WORK INSTRUCTION - Reprint all entries without any alteration.

MATERIALS PROVIDED -
•••••

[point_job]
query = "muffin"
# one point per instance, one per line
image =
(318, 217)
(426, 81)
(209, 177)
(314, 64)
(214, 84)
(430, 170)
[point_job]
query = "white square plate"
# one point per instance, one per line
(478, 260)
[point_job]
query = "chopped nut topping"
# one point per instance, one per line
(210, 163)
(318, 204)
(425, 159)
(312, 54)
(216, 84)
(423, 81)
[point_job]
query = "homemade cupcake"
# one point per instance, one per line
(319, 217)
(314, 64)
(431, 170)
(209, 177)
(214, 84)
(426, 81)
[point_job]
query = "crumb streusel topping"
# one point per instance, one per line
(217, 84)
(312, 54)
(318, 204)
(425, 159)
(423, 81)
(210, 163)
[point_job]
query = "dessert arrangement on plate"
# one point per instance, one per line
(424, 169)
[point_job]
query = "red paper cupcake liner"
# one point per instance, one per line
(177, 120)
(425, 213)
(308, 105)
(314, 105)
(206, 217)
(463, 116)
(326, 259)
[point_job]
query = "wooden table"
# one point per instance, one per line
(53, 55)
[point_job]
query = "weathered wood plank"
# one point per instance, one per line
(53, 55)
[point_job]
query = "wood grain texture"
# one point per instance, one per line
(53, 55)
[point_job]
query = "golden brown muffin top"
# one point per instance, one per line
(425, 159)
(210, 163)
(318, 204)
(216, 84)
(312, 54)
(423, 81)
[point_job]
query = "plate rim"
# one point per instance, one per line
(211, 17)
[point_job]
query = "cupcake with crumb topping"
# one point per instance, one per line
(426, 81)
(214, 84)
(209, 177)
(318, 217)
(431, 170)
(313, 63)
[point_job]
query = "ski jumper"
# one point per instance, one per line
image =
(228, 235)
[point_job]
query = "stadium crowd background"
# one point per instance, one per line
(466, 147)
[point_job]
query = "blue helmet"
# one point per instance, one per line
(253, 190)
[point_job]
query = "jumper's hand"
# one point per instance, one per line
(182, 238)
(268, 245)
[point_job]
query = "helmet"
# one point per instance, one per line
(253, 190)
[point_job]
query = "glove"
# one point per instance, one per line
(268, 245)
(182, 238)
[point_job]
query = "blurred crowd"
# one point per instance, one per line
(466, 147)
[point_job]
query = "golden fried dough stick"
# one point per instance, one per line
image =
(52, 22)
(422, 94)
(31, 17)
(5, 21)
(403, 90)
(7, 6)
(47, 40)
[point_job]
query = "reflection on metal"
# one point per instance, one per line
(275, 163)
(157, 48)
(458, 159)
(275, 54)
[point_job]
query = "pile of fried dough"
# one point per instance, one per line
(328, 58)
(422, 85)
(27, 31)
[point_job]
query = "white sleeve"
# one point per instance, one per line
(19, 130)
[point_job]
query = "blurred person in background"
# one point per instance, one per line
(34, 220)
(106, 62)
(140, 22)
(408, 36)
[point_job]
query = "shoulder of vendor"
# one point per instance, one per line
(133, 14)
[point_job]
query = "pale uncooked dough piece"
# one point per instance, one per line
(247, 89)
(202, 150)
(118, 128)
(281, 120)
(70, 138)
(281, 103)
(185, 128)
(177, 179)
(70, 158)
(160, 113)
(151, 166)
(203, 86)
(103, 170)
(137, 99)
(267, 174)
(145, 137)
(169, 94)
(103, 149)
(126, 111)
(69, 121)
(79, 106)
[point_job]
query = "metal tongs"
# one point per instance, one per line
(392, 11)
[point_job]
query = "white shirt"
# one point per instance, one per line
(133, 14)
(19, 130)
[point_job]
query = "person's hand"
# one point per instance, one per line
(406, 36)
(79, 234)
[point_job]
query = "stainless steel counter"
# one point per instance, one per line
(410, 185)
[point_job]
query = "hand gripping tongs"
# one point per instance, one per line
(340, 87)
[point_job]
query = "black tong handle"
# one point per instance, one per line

•••••

PROBLEM SOLUTION -
[point_job]
query = "muffin"
# one point per instance, one per line
image =
(318, 217)
(426, 81)
(209, 177)
(314, 64)
(214, 84)
(430, 170)
[point_job]
query = "white square plate"
# one point per instance, one per line
(478, 260)
[point_job]
query = "chopped nut topping"
# one point per instance, one per line
(210, 163)
(318, 204)
(425, 159)
(312, 54)
(216, 84)
(423, 81)
[point_job]
query = "homemade cupcake"
# one point per instance, one per line
(319, 217)
(314, 64)
(431, 170)
(209, 177)
(214, 84)
(426, 81)
[point_job]
query = "crumb streusel topping"
# one point per instance, one per line
(217, 84)
(312, 54)
(318, 204)
(425, 159)
(423, 81)
(210, 163)
[point_job]
query = "dessert arrangement on plate"
# one point per instance, one per line
(424, 169)
[point_job]
query = "red paper cupcake liner"
# one point per instance, one per line
(177, 120)
(425, 213)
(308, 105)
(314, 105)
(206, 217)
(463, 116)
(326, 259)
[point_job]
query = "wooden table"
# one point per instance, one per line
(53, 55)
[point_job]
query = "weathered wood plank"
# one point per instance, one per line
(53, 55)
[point_job]
query = "wood grain texture"
# one point per instance, one per line
(53, 55)
[point_job]
query = "golden brown muffin top"
# one point per instance, one per line
(425, 159)
(210, 163)
(318, 204)
(216, 84)
(312, 54)
(423, 81)
[point_job]
query = "plate rim"
# one point per instance, one per line
(211, 17)
[point_job]
query = "cupcake with crumb topping"
# one point per instance, one per line
(426, 81)
(214, 84)
(209, 177)
(318, 217)
(431, 170)
(313, 63)
[point_job]
query = "ski jumper"
# one point per instance, one per line
image =
(228, 235)
[point_job]
query = "stadium crowd background"
# one point per instance, one per line
(466, 147)
[point_job]
query = "blue helmet"
# one point per instance, one per line
(253, 190)
[point_job]
query = "jumper's hand"
# one point per instance, one per line
(182, 238)
(268, 245)
[point_job]
query = "helmet"
# one point per instance, one per line
(253, 190)
[point_job]
query = "glove"
# one point per instance, one per line
(268, 245)
(182, 238)
[point_job]
query = "blurred crowd"
# one point per instance, one per line
(466, 147)
[point_job]
query = "golden fried dough stick"
# one point per instance, one per line
image =
(52, 22)
(422, 94)
(31, 17)
(5, 21)
(403, 90)
(7, 6)
(47, 40)
[point_job]
query = "reflection on metal"
# one point per instance, one per line
(275, 163)
(157, 48)
(458, 159)
(275, 54)
[point_job]
query = "pile of fried dough"
# one point per instance, one per line
(328, 58)
(422, 85)
(27, 31)
[point_job]
query = "white sleeve"
# one point per instance, one per line
(19, 130)
[point_job]
query = "blurred person in background"
# one point per instance, one per line
(34, 220)
(106, 62)
(140, 22)
(408, 36)
[point_job]
query = "shoulder of vendor"
# one point per instance, one per line
(133, 14)
[point_job]
query = "pale uncooked dough piece"
# one point per instance, one per line
(247, 89)
(202, 150)
(118, 128)
(281, 120)
(70, 138)
(281, 103)
(185, 128)
(177, 179)
(70, 158)
(160, 113)
(151, 166)
(203, 86)
(103, 170)
(137, 99)
(267, 174)
(145, 137)
(169, 94)
(103, 149)
(126, 111)
(69, 121)
(79, 106)
[point_job]
query = "metal tongs"
# one point per instance, one per line
(392, 11)
[point_job]
query = "white shirt"
# one point per instance, one per line
(133, 14)
(19, 130)
[point_job]
query = "person's hand"
# one point per instance, one per line
(406, 36)
(79, 234)
[point_job]
query = "stainless steel counter"
# one point per instance, one per line
(410, 185)
[point_job]
query = "hand gripping tongs"
# one point per instance, one per line
(340, 87)
[point_job]
query = "black tong handle"
# one point per instance, one per line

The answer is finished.